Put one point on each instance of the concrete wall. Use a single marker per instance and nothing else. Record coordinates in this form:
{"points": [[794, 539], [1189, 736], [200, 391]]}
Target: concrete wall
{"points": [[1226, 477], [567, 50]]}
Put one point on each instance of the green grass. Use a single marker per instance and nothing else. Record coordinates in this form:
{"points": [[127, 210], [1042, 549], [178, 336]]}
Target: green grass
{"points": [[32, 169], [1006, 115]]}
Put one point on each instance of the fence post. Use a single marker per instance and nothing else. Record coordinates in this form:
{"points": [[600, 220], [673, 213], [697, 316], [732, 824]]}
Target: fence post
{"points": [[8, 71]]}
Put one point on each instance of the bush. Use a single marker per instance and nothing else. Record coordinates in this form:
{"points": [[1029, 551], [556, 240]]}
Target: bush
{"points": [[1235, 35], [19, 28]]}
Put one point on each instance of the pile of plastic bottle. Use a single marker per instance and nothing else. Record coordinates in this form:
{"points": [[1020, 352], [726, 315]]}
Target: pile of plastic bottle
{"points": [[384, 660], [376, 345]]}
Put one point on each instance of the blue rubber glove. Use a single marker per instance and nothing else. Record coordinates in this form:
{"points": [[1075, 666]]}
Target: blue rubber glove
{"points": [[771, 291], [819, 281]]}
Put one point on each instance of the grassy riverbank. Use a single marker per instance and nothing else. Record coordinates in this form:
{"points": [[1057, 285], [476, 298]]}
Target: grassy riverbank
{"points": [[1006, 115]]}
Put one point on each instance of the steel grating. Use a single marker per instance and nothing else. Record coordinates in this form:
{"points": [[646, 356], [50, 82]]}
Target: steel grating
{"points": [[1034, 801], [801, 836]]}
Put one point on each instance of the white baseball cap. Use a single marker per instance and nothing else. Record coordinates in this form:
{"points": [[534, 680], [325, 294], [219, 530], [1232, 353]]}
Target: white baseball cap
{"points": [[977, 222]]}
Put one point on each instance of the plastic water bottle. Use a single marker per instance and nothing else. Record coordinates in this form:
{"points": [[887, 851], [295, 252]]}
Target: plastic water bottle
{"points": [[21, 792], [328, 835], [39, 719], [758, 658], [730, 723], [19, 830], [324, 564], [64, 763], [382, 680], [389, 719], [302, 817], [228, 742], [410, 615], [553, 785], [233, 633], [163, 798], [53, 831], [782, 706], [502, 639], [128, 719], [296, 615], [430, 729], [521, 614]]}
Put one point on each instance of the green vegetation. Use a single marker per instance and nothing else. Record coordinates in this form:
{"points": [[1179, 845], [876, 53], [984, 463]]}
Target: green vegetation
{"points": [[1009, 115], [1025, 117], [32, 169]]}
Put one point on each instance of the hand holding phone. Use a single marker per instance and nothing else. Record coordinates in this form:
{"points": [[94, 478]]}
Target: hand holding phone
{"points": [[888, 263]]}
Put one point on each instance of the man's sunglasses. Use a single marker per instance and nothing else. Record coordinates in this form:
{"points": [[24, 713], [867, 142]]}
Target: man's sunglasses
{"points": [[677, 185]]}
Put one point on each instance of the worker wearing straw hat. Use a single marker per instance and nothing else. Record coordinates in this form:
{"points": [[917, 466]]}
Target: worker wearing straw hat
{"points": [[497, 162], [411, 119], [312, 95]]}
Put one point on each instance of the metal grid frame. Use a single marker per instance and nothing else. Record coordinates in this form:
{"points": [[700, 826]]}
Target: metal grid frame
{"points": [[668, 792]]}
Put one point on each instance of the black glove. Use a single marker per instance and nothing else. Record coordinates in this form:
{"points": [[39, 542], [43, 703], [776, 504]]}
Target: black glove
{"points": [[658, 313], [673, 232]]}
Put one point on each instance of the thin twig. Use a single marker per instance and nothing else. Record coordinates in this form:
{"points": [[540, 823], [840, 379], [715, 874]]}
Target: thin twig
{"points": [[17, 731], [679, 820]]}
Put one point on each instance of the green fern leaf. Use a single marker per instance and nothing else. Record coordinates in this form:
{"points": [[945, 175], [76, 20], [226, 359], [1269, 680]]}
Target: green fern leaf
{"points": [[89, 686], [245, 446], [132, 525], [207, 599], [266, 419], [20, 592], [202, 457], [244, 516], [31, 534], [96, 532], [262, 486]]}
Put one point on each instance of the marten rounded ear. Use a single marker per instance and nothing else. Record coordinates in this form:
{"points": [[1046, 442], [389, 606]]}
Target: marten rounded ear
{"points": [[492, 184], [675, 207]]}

------------

(Requirement)
What you return should match the data character for character.

(Response area)
Put one point on each instance of the concrete wall. Use a single marker per instance and nothing else. Record coordinates in this form:
{"points": [[794, 539], [1189, 736], [200, 391]]}
Target: concrete wall
{"points": [[1226, 477], [567, 50]]}
Put one point on each instance of the green grass. Use a single marker per instance and nothing else. Record coordinates in this form:
{"points": [[127, 210], [1042, 549], [178, 336]]}
Target: green grass
{"points": [[32, 169], [1006, 115]]}
Put one point on each instance of the fence post. Use a single marker per instance and nothing else. Record coordinates in this form:
{"points": [[600, 220], [673, 213], [697, 316], [732, 824]]}
Target: fence post
{"points": [[8, 71]]}
Put one point on each instance of the bush. Use a single marker per instance and nothing else. Record coordinates in this form:
{"points": [[1029, 551], [556, 240]]}
Target: bush
{"points": [[1235, 35], [19, 28]]}
Put one point on each instance of the pile of plastic bottle. Use a single marker per instance and nothing else. Record coordinates in this form:
{"points": [[1020, 352], [726, 315]]}
Target: pile of plastic bottle
{"points": [[384, 660], [376, 345]]}
Put one point on each instance of the blue rubber glove. Use a single marker per instance and nothing else. Record coordinates in this form:
{"points": [[1075, 666]]}
Target: blue rubber glove
{"points": [[771, 291], [819, 281]]}
Put one point on each instance of the grassy riverbank. Use a single marker per instance and nothing else. Record coordinates in this form:
{"points": [[1057, 285], [476, 298]]}
Target: grassy riverbank
{"points": [[1006, 115]]}
Put one point on each instance of the steel grating. Use a single marker per instance and nothing else. Record coordinates in this form:
{"points": [[646, 356], [50, 82]]}
Target: steel grating
{"points": [[1034, 801], [801, 836]]}
Put one point on each instance of the white baseball cap. Use a single marker per instance and nothing else. Record coordinates in this form:
{"points": [[534, 680], [325, 294], [219, 530], [1232, 353]]}
Target: white baseball cap
{"points": [[977, 222]]}
Put one point on each instance of the plastic water bottle. Use a single marker per instance and nothing else. Record coordinates in this form:
{"points": [[887, 851], [295, 252]]}
Target: plastic water bottle
{"points": [[21, 792], [328, 835], [39, 719], [758, 658], [730, 723], [19, 830], [324, 564], [64, 763], [382, 680], [389, 719], [302, 817], [228, 742], [410, 615], [553, 785], [233, 633], [163, 798], [53, 831], [782, 706], [502, 639], [128, 719], [296, 615], [430, 729], [521, 614]]}
Put one point on each instance of the green vegetation. Use a single marker per instance and nothing else. Record coordinates in this form:
{"points": [[1179, 845], [876, 53], [984, 463]]}
Target: green vegetation
{"points": [[1009, 115], [1025, 117], [32, 169]]}
Put one point on each instance of the hand holding phone. Use a single marker per instance and nothing else. Record coordinates in this form:
{"points": [[94, 478]]}
Target: hand holding phone
{"points": [[888, 263]]}
Put one point on each instance of the man's sunglasses. Use a single marker per instance and nothing else. Record coordinates in this form:
{"points": [[24, 713], [867, 142]]}
Target: man's sunglasses
{"points": [[677, 185]]}
Put one point on each instance of the worker wearing straw hat. Use a single marker per instance and nothing else. Record coordinates in this form:
{"points": [[917, 466]]}
Target: worker wearing straw hat
{"points": [[497, 162], [411, 119], [312, 95]]}
Put one point on each instance of the metal grid frame. Use a single marker per instance and nothing else. Record coordinates in this form:
{"points": [[700, 826]]}
Target: metal grid frame
{"points": [[668, 792]]}
Put one point on each instance of the black glove. Use a single marker per instance and nothing else. Record coordinates in this form:
{"points": [[39, 542], [43, 703], [776, 504]]}
Target: black glove
{"points": [[658, 313], [673, 232]]}
Put one point on each instance of the thin twig. Use a single marker per instance and nothing else. Record coordinates in this form:
{"points": [[540, 823], [840, 379], [715, 874]]}
Target: thin twig
{"points": [[17, 731], [679, 820]]}
Put one point on each instance of the green fern leaf. Use a single marker per instance and nothing else. Record coordinates in this form:
{"points": [[945, 175], [76, 20], [226, 359], [1269, 680]]}
Target: green fern leaf
{"points": [[89, 686], [245, 446], [132, 525], [207, 599], [266, 419], [20, 592], [202, 457], [244, 516], [31, 534], [96, 532], [262, 486]]}
Put one point on each instance of the marten rounded ear. Use a single marker per instance and nothing else. Record coordinates in this form:
{"points": [[1046, 442], [389, 606]]}
Target: marten rounded ear
{"points": [[492, 184], [675, 207]]}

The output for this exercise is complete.